Inspection-related costs are best optimized if the inspection scope is fully risk-based. A conservative inspection scope can mean unnecessary inspection costs. Conversely, a scope that is not risk-based and has fewer selected points (compared to a risk-based scope) may not detect high-risk or high-corrosion-rate areas. That means there is a greater likelihood of failure and the occurrence of post-failure corrosion costs.

Corrosion Monitoring and Fluid Sampling Costs

This situation is exactly the same as inspection-related costs. A conservative approach to corrosion monitoring and fluid sampling creates unnecessary costs. On the other hand, a less conservative approach increases the chance that higher corrosion rates are not detected, which can possibly lead to failures and their associated post-failure corrosion costs.

Management Costs

Many costly corrosion failures are related to inadequate or totally absent items such as registers, databases, communication, and competency (Figure 3). Furthermore, their creation (if they do not already exist) or updating can be done often at little or no cost. Producing and updating such items can significantly improve corrosion management of an asset and preempt corrosion failures. Simultaneously, pertinent corrosion costs can be significantly optimized.

Failure Risk Assessment Costs

The only cost associated with FRA activities is the cost of carrying them out. Therefore, proper planning and ensuring that the FRA process is carried out using reliable input will optimize such activities and thus their pertinent costs.

== Data provided ==
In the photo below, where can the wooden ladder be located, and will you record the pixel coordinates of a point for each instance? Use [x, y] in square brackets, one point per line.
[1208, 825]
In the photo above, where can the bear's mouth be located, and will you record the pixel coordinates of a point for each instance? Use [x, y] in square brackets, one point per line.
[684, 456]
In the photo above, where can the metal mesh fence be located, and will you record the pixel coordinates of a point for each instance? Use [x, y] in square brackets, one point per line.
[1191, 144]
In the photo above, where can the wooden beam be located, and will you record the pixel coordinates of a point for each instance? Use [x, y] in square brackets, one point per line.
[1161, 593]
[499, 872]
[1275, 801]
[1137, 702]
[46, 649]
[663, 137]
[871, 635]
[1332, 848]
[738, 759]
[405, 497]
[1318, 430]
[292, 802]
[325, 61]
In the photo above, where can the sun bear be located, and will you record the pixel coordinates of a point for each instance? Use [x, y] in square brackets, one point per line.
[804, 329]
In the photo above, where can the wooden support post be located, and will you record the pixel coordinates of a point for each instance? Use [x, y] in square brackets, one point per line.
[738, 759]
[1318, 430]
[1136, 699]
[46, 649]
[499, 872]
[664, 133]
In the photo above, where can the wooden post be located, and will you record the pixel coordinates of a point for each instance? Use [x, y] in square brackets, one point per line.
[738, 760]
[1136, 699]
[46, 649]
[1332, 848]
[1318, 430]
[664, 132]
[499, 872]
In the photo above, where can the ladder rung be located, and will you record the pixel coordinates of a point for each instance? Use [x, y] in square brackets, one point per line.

==

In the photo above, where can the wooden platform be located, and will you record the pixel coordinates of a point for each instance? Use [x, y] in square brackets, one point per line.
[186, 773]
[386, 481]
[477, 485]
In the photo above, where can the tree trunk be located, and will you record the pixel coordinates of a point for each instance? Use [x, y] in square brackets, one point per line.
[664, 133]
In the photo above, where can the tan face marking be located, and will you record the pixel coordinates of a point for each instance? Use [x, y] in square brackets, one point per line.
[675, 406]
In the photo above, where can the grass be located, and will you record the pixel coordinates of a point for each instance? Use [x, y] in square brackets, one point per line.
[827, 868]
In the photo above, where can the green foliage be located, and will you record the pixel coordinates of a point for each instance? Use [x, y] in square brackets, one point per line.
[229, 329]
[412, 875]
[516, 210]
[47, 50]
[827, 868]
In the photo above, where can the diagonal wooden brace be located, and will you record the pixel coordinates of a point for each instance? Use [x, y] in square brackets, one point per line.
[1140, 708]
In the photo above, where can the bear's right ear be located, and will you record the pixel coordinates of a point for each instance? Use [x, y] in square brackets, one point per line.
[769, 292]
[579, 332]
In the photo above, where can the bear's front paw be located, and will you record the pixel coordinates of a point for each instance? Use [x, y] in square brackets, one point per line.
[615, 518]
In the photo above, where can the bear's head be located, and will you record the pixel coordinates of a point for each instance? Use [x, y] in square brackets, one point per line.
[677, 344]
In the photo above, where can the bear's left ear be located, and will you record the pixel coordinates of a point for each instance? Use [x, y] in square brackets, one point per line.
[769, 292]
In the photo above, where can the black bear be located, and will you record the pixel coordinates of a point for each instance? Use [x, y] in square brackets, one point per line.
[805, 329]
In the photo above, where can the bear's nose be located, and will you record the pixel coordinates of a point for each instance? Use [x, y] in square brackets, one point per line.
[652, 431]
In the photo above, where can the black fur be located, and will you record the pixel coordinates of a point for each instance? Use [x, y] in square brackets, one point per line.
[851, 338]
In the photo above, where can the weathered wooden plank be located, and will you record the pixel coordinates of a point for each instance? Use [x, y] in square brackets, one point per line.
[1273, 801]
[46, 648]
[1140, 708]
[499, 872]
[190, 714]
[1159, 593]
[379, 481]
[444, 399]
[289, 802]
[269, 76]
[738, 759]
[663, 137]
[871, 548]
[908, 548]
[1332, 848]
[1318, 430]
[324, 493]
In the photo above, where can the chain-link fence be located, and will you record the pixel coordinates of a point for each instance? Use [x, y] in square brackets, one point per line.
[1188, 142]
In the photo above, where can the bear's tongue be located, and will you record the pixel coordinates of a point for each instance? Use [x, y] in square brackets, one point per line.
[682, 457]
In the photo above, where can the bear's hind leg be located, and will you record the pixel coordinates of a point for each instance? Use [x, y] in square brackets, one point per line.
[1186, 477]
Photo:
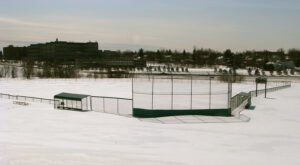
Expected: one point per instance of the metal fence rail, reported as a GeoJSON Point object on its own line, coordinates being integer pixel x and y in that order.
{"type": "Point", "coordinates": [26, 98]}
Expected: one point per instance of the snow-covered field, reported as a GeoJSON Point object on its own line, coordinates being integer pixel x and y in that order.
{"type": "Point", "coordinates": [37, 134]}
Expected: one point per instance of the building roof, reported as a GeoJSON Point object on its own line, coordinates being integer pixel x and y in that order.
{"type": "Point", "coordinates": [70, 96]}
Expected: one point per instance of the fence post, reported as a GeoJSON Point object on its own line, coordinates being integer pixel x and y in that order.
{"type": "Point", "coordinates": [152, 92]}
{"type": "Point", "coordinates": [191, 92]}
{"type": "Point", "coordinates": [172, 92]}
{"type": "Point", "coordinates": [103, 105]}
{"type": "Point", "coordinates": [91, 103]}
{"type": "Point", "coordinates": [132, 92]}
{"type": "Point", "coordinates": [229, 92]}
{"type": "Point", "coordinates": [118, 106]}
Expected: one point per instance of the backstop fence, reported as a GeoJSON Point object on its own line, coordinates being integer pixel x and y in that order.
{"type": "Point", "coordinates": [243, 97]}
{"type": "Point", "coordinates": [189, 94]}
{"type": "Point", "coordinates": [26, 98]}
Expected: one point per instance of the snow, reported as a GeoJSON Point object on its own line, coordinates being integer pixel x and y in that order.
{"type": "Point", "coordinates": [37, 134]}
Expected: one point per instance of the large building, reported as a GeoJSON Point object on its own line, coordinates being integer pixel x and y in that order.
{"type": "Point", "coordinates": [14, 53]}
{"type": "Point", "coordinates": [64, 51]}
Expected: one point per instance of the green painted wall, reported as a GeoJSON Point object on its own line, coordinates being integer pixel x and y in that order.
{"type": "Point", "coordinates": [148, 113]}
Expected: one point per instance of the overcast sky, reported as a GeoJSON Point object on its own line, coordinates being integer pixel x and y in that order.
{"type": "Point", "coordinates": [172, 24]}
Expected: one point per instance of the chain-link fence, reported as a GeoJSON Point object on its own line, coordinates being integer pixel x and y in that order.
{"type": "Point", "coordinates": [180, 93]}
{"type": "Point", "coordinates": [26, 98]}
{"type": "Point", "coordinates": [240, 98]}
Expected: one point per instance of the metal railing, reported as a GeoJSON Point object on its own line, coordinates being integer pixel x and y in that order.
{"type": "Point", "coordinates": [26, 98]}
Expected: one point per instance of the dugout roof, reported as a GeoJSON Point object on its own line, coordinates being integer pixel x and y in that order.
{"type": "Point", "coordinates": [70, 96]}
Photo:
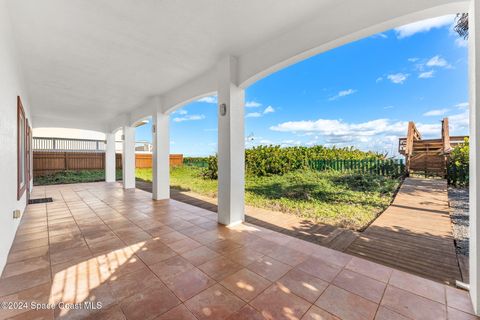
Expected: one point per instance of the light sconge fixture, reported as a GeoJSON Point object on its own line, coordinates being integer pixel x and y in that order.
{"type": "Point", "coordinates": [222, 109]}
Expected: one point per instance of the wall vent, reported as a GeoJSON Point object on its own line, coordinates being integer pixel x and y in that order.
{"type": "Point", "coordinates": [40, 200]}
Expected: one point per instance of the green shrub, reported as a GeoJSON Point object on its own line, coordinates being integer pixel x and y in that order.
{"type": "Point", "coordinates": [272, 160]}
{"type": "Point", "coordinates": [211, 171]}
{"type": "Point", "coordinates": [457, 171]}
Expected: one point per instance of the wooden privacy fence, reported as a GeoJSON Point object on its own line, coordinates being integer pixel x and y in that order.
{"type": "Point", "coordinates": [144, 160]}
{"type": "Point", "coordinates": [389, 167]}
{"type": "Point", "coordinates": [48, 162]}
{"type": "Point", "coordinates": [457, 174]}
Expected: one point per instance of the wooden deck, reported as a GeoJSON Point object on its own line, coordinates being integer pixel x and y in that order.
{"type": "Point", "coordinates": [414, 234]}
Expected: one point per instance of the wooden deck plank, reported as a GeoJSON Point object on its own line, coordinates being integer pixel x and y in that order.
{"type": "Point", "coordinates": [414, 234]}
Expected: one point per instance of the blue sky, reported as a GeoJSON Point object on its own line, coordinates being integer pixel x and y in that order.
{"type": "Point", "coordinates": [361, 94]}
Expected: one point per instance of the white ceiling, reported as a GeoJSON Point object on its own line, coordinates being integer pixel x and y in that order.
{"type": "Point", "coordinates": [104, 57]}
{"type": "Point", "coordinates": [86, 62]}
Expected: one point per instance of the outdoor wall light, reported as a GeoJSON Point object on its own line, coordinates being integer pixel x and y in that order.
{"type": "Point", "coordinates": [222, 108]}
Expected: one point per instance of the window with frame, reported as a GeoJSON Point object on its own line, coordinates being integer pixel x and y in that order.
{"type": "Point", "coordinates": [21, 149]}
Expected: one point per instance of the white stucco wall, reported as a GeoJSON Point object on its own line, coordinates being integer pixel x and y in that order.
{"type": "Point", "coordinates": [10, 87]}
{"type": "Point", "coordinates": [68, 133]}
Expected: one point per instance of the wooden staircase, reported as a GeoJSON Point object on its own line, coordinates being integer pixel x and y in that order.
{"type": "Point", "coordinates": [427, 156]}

== Problem statement ==
Answer these questions from the corrosion costs text:
(a) What can a conservative inspection scope mean?
(b) Which four items are named as inadequate or absent in many costly corrosion failures?
(c) What is the only cost associated with FRA activities?
The entries were taken from a different source than the text.

== The solution ==
(a) Unnecessary inspection costs.
(b) Registers, databases, communication, and competency.
(c) The cost of carrying them out.